▸ Trecho do texto:
§

RESULTADOS A primeira fase é essencial para as análises biológicas feitas pela Universidade Federal de Minas Gerais (UFMG) e pelo Instituto de Ensino e Pesquisa da Santa Casa, colaboradores da pesquisa. Os testes em casos de dor mostraram que uma das toxinas da aranha é mais efetiva que a morfina em doses cinco vezes menores. Segundo o coordenador da pesquisa de Toxinologia, Marcus Vinícius Gomez, os efeitos do veneno da aranha duram 24 horas, enquanto o efeito da morfina desaparece em apenas quatro horas. Outra vantagem é que as toxinas não desenvolvem tolerância, como a morfina.
Os estudos sobre a Phoneutria nigriventer foram feitos paralelamente a um trabalho desenvolvido nos Estados Unidos e na Europa com o caramujo marinho e chegaram a conclusões muito parecidas. Desde 2006, as toxinas do caramujo já são usadas em medicamentos contra dor, cujo produto comercial chama-se Prialt, que chegou ao mercado quatro anos depois dos testes em humanos. De acordo com Marcus Vinícius, as toxinas da aranha são ainda mais potentes que as do caramujo marinho e, principalmente, apresentam menos efeitos adversos.
"Percebemos que elas pertenciam à mesma estrutura química (proteínas) e a toxina da aranha repetia os efeitos do caramujo. Então, resolvemos testá-la para dor também e descobrimos que ela ainda é mais potente, mais capaz de reverter a dor, com menos efeitos adversos. Outro detalhe é que as toxinas não causam alergia e, por isso, podem ser testadas em humanos. Não tínhamos ilusões para aplicações terapêuticas, só queríamos saber como elas agiam nos canais de cálcio (canais iônicos encontrados em células excitáveis) ", conta o professor.
Três toxinas da aranha estão em estudo. Uma delas atua contra dores do câncer e da Aids, dor cirúrgica, dor química, contrações abdominais e da dor relacionada à remoção do nervo ciático. As outras duas têm efeitos contra as isquemias cerebral e na retina, e arritmia. A dificuldade, segundo o pesquisador, é a obtenção e produção de grandes quantidades do veneno. Por isso, as moléculas estão sendo recombinadas (clonadas). Uma empresa em Campinas, São Paulo, já trabalha na formação dessas mesmas cadeias em laboratório. Para o especialista, em quatro ou cinco anos já será possível pedir licença para usar as toxinas contra a dor nos testes em humanos.

§

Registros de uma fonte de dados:

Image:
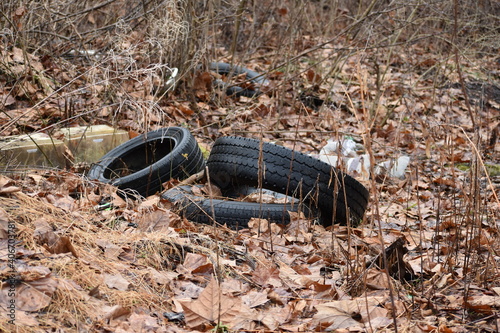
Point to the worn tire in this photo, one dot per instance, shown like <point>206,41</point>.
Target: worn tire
<point>234,161</point>
<point>234,214</point>
<point>145,162</point>
<point>227,69</point>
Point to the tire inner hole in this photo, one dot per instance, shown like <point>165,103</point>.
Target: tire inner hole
<point>139,158</point>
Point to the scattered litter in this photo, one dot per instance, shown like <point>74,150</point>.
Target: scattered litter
<point>349,155</point>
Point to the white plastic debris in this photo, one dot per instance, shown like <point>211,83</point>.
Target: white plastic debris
<point>345,154</point>
<point>393,168</point>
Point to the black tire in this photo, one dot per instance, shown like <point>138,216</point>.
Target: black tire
<point>226,69</point>
<point>234,214</point>
<point>145,162</point>
<point>234,161</point>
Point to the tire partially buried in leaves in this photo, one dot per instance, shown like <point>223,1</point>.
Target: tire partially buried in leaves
<point>143,163</point>
<point>234,161</point>
<point>234,214</point>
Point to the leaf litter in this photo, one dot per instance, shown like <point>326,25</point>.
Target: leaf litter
<point>424,259</point>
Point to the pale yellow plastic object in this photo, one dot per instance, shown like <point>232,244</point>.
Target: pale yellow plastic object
<point>38,149</point>
<point>90,143</point>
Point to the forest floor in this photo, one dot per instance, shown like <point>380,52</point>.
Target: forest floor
<point>138,266</point>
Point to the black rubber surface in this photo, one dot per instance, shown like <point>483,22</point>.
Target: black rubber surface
<point>145,162</point>
<point>235,214</point>
<point>226,69</point>
<point>234,161</point>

§

▸ Item da tarefa: Extraia do texto sobre as toxinas da aranha, sem alterar nada, o trecho que começa nas palavras "Os estudos sobre" e termina depois de "apresentam menos efeitos adversos.".

▸ Tarefa concluída:
Os estudos sobre a Phoneutria nigriventer foram feitos paralelamente a um trabalho desenvolvido nos Estados Unidos e na Europa com o caramujo marinho e chegaram a conclusões muito parecidas. Desde 2006, as toxinas do caramujo já são usadas em medicamentos contra dor, cujo produto comercial chama-se Prialt, que chegou ao mercado quatro anos depois dos testes em humanos. De acordo com Marcus Vinícius, as toxinas da aranha são ainda mais potentes que as do caramujo marinho e, principalmente, apresentam menos efeitos adversos.